--- RECORDS SHOWN ---

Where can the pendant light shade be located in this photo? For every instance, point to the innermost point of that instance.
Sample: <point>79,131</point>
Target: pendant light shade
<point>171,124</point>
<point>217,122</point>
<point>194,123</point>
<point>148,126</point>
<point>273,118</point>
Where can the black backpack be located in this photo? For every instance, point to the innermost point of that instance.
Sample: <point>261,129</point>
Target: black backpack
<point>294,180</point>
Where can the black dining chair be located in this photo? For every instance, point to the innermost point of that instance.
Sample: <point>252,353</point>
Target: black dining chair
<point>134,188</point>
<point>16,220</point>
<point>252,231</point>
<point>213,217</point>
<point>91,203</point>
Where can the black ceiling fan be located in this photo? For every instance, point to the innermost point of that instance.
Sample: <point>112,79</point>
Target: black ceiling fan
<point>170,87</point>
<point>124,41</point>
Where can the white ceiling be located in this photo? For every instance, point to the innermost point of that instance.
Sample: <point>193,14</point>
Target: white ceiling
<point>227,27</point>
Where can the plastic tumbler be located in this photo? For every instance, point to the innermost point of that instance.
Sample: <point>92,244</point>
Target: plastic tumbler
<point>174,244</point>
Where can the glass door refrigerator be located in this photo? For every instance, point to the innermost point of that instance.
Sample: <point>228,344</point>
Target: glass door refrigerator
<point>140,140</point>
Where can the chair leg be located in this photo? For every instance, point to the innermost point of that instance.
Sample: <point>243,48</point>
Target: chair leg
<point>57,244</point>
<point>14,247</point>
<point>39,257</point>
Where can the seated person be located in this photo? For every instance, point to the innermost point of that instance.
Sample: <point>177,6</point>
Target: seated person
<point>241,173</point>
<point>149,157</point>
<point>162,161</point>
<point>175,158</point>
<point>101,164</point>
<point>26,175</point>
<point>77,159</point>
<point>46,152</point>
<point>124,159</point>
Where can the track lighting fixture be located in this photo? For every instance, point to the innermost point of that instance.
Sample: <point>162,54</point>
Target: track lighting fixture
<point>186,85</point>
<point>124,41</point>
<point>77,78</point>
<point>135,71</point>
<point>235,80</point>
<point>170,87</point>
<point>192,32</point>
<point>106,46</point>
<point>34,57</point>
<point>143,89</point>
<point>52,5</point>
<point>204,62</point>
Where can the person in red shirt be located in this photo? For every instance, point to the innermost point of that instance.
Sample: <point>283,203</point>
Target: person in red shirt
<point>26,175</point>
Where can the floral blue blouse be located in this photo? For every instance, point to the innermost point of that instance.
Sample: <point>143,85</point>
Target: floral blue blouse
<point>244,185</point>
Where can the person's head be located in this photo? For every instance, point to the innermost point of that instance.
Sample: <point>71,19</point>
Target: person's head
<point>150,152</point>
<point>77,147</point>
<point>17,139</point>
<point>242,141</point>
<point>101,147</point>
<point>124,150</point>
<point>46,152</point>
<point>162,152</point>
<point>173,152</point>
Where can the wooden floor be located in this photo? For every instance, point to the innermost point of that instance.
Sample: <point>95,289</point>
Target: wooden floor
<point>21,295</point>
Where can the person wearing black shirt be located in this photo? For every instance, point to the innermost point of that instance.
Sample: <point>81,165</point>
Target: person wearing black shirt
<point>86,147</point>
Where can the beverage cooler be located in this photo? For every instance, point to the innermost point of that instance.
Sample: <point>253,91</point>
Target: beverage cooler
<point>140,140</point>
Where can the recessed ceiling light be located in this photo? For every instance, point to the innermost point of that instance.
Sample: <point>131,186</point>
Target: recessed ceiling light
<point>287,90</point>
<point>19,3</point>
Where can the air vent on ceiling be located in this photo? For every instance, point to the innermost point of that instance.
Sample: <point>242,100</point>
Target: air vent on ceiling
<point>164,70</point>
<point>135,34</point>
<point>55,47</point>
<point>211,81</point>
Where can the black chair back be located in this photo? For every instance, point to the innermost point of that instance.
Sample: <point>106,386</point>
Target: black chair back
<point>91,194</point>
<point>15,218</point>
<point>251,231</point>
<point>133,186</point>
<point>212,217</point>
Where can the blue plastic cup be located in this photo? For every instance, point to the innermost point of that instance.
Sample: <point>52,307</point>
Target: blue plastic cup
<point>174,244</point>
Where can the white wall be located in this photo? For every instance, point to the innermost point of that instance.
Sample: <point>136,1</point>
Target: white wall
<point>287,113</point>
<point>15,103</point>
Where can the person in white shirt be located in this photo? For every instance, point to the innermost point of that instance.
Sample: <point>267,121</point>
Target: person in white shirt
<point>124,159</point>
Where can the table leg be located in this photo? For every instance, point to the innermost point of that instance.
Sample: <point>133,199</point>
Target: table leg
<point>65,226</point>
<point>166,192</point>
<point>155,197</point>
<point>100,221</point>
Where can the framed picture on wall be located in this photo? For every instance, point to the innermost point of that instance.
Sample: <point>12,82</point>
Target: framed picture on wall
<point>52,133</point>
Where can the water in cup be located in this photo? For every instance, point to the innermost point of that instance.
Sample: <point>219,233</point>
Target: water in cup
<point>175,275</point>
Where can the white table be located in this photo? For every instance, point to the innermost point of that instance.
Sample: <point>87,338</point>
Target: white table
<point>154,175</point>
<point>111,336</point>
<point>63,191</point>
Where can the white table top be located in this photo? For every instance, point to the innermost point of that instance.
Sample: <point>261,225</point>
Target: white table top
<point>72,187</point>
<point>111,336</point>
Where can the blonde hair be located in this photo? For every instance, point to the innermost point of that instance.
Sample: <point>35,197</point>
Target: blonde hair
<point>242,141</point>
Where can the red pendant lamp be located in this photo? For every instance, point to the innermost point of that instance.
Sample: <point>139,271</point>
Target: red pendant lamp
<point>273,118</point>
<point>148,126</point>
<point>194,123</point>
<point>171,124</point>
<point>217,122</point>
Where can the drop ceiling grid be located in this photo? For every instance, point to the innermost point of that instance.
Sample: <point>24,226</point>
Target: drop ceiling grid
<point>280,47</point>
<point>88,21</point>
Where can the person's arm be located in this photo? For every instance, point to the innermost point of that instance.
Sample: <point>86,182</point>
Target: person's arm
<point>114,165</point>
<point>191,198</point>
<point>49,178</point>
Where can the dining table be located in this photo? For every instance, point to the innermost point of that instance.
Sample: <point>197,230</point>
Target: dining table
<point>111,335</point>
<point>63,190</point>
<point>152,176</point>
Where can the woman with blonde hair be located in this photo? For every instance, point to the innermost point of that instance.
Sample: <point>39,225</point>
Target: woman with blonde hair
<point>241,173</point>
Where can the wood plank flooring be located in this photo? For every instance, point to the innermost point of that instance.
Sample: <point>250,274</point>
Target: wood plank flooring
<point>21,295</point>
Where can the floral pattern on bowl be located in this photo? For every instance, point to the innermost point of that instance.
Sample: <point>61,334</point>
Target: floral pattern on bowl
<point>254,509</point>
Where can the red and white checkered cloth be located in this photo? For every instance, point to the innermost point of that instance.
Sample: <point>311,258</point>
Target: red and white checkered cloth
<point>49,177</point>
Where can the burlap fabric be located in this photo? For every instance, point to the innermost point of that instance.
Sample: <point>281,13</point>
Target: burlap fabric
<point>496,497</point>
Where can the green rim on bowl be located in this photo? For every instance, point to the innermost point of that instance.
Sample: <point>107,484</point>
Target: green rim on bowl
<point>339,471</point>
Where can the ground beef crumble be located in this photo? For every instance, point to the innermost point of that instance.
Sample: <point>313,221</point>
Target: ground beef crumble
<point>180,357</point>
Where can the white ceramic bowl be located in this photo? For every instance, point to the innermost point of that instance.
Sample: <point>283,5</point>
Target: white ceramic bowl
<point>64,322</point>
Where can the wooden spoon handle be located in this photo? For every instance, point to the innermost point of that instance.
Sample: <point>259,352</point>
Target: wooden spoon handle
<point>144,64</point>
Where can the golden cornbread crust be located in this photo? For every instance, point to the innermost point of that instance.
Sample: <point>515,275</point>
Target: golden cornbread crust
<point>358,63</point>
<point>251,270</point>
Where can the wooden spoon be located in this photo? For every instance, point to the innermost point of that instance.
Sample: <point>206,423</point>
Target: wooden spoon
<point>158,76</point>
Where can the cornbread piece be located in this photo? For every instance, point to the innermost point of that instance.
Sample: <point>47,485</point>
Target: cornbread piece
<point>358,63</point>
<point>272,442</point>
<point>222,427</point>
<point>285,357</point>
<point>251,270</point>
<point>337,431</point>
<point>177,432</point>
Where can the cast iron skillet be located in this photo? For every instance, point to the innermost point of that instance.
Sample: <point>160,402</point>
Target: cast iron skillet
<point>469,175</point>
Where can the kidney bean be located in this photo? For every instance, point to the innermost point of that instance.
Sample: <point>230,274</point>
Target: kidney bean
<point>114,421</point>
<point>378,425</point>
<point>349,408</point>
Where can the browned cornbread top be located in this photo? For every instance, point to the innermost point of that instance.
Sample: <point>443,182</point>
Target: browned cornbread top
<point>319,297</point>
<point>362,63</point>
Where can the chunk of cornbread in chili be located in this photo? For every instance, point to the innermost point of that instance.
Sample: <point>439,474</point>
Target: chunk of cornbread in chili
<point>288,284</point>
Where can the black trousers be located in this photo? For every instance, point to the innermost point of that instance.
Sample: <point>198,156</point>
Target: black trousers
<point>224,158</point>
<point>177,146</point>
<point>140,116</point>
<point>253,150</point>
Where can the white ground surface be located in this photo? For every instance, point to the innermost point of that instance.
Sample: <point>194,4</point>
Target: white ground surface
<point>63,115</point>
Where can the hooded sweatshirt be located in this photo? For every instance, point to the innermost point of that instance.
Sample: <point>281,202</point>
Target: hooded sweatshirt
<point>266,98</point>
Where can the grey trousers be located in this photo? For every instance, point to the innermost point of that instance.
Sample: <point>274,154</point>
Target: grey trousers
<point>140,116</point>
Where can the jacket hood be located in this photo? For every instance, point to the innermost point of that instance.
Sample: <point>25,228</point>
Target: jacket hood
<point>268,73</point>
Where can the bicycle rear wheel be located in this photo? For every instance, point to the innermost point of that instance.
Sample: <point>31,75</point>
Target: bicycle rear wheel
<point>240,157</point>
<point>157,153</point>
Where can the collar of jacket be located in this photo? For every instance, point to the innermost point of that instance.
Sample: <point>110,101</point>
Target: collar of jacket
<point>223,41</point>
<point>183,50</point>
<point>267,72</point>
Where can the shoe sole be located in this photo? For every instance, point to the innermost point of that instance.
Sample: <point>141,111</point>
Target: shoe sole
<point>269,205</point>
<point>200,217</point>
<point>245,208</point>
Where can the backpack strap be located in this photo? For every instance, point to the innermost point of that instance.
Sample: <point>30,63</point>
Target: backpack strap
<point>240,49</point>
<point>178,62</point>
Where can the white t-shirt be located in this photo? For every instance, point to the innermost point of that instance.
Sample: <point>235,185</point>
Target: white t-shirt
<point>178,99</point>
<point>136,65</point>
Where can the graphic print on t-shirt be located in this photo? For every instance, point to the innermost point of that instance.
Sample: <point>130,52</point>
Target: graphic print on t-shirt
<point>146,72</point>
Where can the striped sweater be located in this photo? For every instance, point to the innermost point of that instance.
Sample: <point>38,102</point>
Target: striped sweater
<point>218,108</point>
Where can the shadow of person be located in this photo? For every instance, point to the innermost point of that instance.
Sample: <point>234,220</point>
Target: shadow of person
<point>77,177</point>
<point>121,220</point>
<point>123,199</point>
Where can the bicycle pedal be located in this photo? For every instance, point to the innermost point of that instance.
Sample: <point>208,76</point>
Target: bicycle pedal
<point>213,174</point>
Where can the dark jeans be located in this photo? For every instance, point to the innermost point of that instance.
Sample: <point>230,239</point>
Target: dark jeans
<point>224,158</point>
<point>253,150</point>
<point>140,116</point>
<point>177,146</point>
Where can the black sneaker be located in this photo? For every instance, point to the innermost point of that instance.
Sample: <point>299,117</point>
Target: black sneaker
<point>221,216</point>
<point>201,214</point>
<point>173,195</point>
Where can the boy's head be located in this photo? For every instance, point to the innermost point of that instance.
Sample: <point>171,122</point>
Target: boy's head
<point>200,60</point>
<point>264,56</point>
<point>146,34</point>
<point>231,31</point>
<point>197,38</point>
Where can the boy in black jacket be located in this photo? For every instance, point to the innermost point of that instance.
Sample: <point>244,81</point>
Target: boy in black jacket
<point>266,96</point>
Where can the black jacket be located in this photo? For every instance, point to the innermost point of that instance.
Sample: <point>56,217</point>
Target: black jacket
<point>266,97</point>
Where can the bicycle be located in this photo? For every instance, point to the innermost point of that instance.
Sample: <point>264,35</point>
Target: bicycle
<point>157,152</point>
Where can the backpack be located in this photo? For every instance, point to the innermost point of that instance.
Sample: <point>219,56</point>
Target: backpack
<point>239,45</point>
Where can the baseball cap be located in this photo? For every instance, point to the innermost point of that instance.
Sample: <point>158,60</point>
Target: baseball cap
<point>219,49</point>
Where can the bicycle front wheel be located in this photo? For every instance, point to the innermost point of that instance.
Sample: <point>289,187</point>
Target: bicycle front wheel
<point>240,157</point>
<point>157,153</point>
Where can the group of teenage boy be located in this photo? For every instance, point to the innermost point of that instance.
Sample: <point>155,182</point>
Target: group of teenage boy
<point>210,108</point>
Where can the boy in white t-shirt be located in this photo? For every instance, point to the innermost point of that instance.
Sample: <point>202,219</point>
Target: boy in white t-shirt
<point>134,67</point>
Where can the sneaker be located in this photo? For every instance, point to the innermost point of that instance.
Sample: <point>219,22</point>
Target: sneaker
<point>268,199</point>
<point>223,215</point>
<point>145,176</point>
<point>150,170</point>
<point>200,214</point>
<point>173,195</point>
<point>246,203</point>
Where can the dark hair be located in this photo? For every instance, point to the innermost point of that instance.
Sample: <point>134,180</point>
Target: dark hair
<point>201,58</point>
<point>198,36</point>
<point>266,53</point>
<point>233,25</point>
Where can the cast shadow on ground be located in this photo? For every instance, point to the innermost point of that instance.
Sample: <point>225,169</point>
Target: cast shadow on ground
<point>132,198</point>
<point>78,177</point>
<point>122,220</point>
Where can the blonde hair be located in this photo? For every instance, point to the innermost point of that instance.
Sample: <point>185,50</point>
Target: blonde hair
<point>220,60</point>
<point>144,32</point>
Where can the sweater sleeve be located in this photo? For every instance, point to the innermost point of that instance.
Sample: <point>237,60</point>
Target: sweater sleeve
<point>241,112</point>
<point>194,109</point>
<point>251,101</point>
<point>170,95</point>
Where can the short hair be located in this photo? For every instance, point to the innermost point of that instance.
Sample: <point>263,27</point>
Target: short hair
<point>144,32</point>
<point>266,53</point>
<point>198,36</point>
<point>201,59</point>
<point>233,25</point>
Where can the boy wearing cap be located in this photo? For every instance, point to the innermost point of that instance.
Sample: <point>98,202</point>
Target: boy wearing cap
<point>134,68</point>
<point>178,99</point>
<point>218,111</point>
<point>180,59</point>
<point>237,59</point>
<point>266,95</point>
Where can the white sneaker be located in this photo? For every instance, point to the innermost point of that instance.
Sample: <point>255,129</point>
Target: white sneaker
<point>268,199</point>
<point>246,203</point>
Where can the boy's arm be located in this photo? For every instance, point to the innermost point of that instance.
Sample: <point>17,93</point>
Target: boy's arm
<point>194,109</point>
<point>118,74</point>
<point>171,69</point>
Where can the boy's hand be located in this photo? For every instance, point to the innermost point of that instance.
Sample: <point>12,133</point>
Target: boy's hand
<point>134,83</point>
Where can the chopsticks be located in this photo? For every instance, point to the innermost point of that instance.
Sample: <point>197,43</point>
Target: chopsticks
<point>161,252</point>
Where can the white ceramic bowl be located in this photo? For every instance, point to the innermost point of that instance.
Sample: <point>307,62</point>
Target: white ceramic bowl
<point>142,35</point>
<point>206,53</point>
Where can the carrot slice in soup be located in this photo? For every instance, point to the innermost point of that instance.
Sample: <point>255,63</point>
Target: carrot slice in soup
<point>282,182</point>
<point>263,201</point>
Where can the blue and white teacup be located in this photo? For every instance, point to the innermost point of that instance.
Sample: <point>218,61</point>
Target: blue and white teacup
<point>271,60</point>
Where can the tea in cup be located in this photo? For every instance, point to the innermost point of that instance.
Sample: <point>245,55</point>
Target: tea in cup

---

WHAT YOU WILL DO
Write out the data word for word, starting with the line that contains "Where can the wooden floor" and going on through the line that contains "<point>212,217</point>", including both of those lines.

TASK SOLUTION
Where can the wooden floor be located in this photo? For every instance, point to the innermost point of that instance.
Sample: <point>95,289</point>
Target: wooden floor
<point>21,295</point>
Where can the person wearing black shirt be located in this photo? For every instance, point to the innermost point of that instance.
Sample: <point>81,165</point>
Target: person wearing black shirt
<point>86,147</point>
Where can the beverage cooler be located in this photo? For every instance, point to the innermost point of that instance.
Sample: <point>253,91</point>
Target: beverage cooler
<point>140,140</point>
Where can the recessed ceiling light be located in this photo? For every instance, point to the innermost point of that instance.
Sample: <point>131,186</point>
Target: recessed ceiling light
<point>287,90</point>
<point>19,3</point>
Where can the air vent on ceiling be located in this photo? For every instance, point to the innermost point of that instance.
Sample: <point>242,100</point>
Target: air vent on ceiling
<point>164,70</point>
<point>135,34</point>
<point>55,47</point>
<point>211,81</point>
Where can the black chair back be located in this photo? For every instance, point to the innermost point of that instance.
Sample: <point>106,386</point>
Target: black chair back
<point>91,194</point>
<point>15,218</point>
<point>251,231</point>
<point>133,186</point>
<point>212,217</point>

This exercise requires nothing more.